TASK TO COMPLETE
Duplicate all of the records below verbatim, omitting the pictures from your output.

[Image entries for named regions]
-.-.-

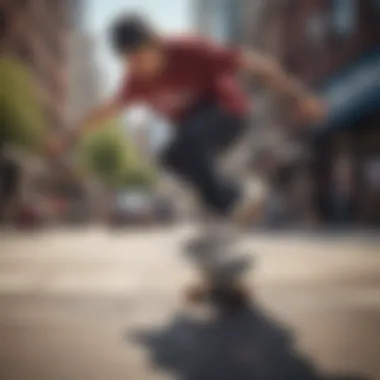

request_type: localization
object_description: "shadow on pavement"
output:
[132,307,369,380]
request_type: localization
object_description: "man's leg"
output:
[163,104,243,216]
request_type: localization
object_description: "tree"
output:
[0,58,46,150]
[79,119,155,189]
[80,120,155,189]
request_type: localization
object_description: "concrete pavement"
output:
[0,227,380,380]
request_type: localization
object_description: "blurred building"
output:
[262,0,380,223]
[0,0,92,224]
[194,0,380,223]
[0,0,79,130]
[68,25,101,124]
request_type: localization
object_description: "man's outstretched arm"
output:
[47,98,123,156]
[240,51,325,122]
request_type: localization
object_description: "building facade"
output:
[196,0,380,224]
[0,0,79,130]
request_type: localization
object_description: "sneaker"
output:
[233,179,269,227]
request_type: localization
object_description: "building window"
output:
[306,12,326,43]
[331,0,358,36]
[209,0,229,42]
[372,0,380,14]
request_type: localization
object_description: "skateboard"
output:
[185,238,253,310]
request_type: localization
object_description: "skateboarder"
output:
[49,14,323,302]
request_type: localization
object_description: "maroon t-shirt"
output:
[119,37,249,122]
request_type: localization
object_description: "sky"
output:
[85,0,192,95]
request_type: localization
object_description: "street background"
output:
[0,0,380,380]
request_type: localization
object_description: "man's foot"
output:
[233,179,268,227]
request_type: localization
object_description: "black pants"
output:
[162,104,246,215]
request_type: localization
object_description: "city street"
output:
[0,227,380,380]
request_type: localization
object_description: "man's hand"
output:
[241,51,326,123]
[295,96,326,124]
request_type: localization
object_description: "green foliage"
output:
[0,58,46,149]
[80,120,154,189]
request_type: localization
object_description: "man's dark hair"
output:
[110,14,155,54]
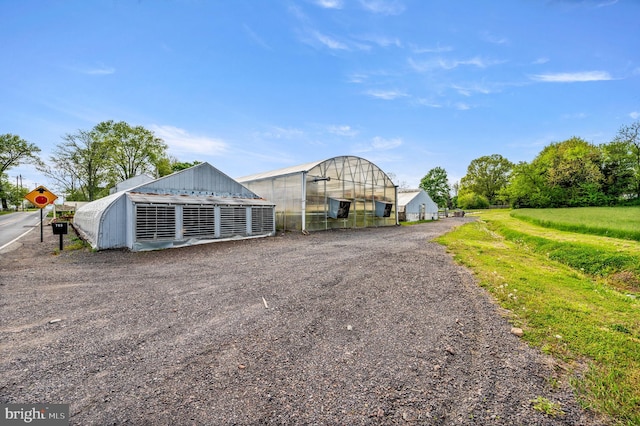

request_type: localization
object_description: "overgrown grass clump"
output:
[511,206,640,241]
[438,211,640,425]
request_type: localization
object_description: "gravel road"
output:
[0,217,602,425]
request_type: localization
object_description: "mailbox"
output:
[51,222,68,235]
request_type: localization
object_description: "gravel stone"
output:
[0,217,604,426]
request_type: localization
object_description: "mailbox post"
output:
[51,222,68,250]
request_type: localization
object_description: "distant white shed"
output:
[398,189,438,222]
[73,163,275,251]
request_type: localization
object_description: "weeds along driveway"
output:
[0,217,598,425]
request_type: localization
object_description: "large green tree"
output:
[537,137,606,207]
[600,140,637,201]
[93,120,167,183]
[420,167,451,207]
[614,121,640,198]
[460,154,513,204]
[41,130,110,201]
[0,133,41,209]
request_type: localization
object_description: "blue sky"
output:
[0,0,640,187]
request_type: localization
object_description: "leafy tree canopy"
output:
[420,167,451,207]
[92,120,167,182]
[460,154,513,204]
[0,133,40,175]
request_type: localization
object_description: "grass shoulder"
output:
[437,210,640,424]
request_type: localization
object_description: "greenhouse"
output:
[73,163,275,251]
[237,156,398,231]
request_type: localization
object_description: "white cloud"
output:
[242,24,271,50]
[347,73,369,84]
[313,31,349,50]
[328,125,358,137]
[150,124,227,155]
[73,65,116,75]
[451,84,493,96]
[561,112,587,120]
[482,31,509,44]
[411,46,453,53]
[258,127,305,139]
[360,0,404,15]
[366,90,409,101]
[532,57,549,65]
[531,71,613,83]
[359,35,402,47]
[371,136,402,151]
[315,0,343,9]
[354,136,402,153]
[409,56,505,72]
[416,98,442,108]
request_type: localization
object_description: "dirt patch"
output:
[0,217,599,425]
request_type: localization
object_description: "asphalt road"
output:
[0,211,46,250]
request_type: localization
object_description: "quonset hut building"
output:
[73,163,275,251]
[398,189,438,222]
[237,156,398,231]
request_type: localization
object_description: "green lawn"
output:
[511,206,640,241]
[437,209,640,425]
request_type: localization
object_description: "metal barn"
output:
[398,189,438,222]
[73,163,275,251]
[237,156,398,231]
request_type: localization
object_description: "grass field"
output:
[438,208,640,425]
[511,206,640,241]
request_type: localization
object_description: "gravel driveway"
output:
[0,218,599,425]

-.-.-

TASK SOLUTION
request_type: localization
object_description: "shadow on pavement"
output:
[132,307,369,380]
request_type: localization
object_description: "man's leg"
output:
[163,104,243,216]
request_type: localization
object_description: "tree"
output:
[0,58,46,150]
[79,119,155,189]
[80,120,155,189]
request_type: localization
object_description: "concrete pavement"
output:
[0,227,380,380]
request_type: localization
object_description: "blurred building"
output:
[262,0,380,223]
[0,0,92,224]
[194,0,380,223]
[0,0,79,130]
[68,25,101,124]
request_type: localization
object_description: "man's outstretched arm"
output:
[47,98,123,156]
[240,51,325,122]
request_type: localization
object_description: "building facade"
output:
[196,0,380,224]
[0,0,79,130]
request_type: localization
object_description: "sneaker"
output:
[233,179,269,227]
request_type: localization
object_description: "building window"
output:
[306,12,326,43]
[331,0,358,36]
[209,0,229,42]
[372,0,380,14]
request_type: localization
object_description: "skateboard"
output:
[185,238,253,310]
request_type: localization
object_description: "skateboarder"
output:
[49,14,323,302]
request_type: localization
object_description: "maroon t-shirt"
output:
[119,37,249,122]
request_type: localization
object_description: "sky"
output:
[85,0,192,95]
request_type: localization
object_description: "street background"
output:
[0,0,380,380]
request_type: localization
object_description: "man's foot"
output:
[233,179,268,227]
request_type: localization
object_description: "black pants"
output:
[162,104,246,215]
request_type: localization
object_description: "city street"
output:
[0,227,380,380]
request_type: localization
object_description: "man's hand"
output:
[241,51,326,123]
[295,96,326,124]
request_type: localization
object_description: "green foliage"
output:
[0,58,46,149]
[80,120,154,189]
request_type: localization
object_description: "man's dark hair"
output:
[110,14,155,54]

request_type: localization
object_description: "overgrown grass clump"
output:
[511,206,640,241]
[438,211,640,425]
request_type: localization
object_description: "gravel road"
output:
[0,217,602,425]
request_type: localization
object_description: "mailbox"
output:
[51,222,68,235]
request_type: localization
object_description: "gravel stone"
output:
[0,217,604,426]
request_type: localization
object_description: "mailbox post"
output:
[51,222,68,250]
request_type: localization
object_description: "distant white shed"
output:
[398,189,438,222]
[73,163,275,251]
request_type: localization
object_description: "weeds along driveway"
output:
[0,217,598,425]
request_type: localization
object_description: "large green tree"
output:
[537,137,606,207]
[600,140,637,201]
[93,120,167,183]
[420,167,451,207]
[614,121,640,198]
[460,154,513,204]
[41,130,110,201]
[0,133,41,209]
request_type: localization
object_description: "blue sky"
output:
[0,0,640,187]
request_type: localization
object_description: "leafy tree canopy"
output:
[420,167,451,207]
[92,120,167,182]
[460,154,513,204]
[0,133,40,175]
request_type: localization
object_description: "grass shoulder"
output:
[437,210,640,424]
request_type: localization
object_description: "greenhouse"
output:
[73,163,275,251]
[237,156,398,231]
request_type: localization
object_description: "white cloud"
output:
[242,24,271,50]
[347,73,369,84]
[313,31,349,50]
[328,125,358,137]
[150,124,227,155]
[73,65,116,75]
[451,84,493,96]
[561,112,587,120]
[482,31,509,44]
[411,46,453,53]
[258,127,305,139]
[360,0,404,15]
[366,90,409,101]
[532,57,549,65]
[531,71,613,83]
[359,35,402,47]
[371,136,402,151]
[315,0,343,9]
[354,136,402,153]
[409,56,505,72]
[416,98,442,108]
request_type: localization
object_description: "dirt patch"
output:
[0,217,599,425]
request_type: localization
object_description: "asphalt road"
output:
[0,211,46,250]
request_type: localization
object_description: "quonset hut building"
output:
[73,163,275,251]
[398,189,438,222]
[237,156,398,231]
request_type: localization
object_description: "green lawn"
output:
[511,206,640,241]
[437,209,640,425]
request_type: localization
object_description: "metal barn"
output:
[398,189,438,222]
[73,163,275,251]
[237,156,398,231]
request_type: localization
object_description: "grass field"
output:
[438,208,640,425]
[511,206,640,241]
request_type: localization
object_description: "gravel driveway"
output:
[0,218,599,425]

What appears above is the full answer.